▸ Exercise instructions
Two lines mark the range in the entries below: the one holding "Each <instance> block concludes" and the one holding "negative clicks: (612, 81)". Set down those two and all lines between them, exactly.

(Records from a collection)
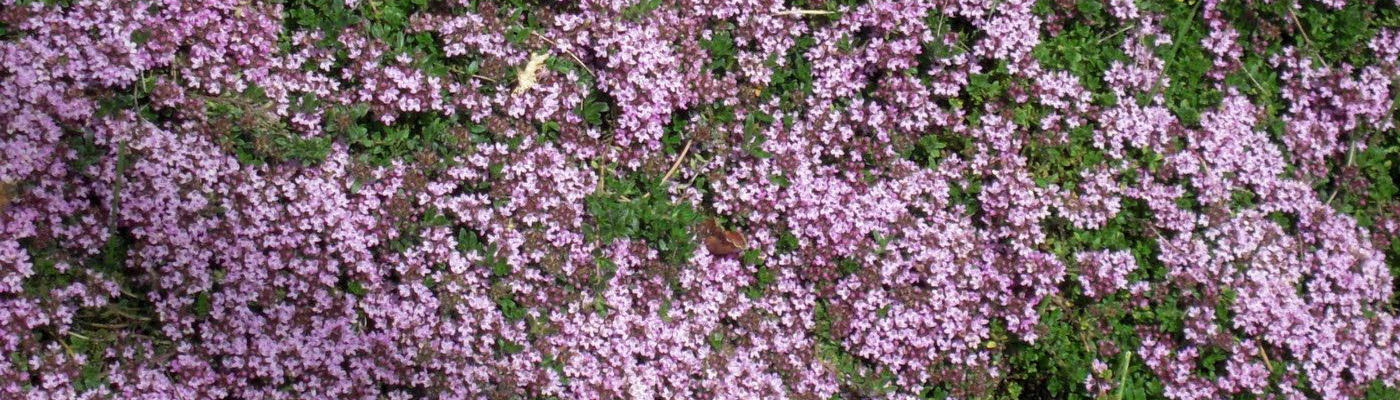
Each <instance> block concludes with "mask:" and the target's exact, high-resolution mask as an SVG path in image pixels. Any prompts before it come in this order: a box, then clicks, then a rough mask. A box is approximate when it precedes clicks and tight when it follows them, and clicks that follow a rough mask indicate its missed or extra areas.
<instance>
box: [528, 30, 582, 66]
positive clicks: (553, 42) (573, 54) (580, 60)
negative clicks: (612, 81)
---
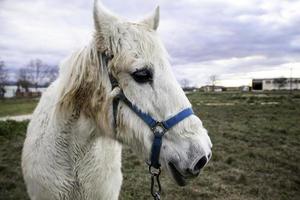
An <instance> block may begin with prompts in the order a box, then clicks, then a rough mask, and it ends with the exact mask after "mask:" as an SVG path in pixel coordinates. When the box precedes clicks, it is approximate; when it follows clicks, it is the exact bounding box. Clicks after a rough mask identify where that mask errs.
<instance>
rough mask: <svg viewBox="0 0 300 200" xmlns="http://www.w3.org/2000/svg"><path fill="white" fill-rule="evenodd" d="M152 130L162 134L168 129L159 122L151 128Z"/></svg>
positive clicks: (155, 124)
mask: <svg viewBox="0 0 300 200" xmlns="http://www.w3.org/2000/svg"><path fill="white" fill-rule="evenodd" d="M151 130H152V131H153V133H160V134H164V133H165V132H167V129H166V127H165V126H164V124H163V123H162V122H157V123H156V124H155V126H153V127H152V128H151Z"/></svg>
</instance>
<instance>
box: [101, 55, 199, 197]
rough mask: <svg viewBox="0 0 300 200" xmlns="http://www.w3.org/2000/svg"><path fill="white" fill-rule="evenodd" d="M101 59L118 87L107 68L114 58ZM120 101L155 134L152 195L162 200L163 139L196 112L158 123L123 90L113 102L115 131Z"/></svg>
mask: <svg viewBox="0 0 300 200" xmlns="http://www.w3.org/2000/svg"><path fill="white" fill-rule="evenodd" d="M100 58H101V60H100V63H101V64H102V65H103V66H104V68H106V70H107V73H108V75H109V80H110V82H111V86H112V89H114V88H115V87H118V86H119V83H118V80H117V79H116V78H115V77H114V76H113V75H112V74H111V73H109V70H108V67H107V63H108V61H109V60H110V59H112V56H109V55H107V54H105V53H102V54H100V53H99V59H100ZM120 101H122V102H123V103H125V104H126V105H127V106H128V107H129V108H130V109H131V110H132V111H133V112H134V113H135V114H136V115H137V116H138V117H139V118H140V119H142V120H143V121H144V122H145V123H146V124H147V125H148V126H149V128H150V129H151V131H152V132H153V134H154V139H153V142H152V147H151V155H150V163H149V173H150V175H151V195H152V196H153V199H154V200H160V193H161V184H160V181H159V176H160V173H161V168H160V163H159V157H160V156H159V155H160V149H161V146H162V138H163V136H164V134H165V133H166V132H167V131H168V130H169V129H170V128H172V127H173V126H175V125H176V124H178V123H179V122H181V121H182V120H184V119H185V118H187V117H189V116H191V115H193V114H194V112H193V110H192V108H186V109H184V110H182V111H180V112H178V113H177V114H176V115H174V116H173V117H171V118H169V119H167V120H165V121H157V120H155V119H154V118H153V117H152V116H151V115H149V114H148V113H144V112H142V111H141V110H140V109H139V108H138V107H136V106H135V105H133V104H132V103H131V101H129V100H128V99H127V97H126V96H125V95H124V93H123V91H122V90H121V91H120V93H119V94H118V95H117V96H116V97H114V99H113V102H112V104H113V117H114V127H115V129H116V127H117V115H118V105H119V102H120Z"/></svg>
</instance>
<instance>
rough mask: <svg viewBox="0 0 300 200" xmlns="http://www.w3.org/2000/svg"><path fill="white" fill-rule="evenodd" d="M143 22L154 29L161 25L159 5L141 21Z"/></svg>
* * *
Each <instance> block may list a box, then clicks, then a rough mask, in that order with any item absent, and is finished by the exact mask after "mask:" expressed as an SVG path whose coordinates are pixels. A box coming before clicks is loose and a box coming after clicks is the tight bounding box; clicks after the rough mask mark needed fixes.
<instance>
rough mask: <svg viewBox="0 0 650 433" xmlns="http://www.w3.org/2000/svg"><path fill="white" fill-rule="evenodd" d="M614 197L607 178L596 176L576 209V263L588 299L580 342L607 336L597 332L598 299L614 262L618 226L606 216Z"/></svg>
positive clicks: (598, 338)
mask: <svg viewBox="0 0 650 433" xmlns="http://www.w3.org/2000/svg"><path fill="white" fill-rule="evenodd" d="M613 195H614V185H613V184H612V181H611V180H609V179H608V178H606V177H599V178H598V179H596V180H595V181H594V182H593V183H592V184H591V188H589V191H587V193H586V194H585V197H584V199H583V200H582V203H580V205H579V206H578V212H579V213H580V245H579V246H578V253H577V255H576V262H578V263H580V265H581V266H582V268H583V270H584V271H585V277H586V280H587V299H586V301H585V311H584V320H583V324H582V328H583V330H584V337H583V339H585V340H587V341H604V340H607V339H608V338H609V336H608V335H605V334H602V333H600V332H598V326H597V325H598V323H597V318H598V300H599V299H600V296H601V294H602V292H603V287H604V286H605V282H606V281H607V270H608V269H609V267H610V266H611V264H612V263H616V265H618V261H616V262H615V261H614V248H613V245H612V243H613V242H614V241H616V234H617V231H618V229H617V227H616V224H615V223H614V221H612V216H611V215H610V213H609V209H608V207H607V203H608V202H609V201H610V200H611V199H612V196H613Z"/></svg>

▸ Response
Each <instance> block concludes with "mask:" and the target's exact, high-resolution mask as an SVG path in image pixels. Any prompts before it come in this order: a box, then clicks, then a rough mask. A box is approximate when it precedes clicks and tight when it follows them, and clicks that follow a rough mask indicate its missed or extra areas.
<instance>
box: [528, 30, 582, 66]
positive clicks: (553, 42) (573, 54) (580, 60)
negative clicks: (612, 81)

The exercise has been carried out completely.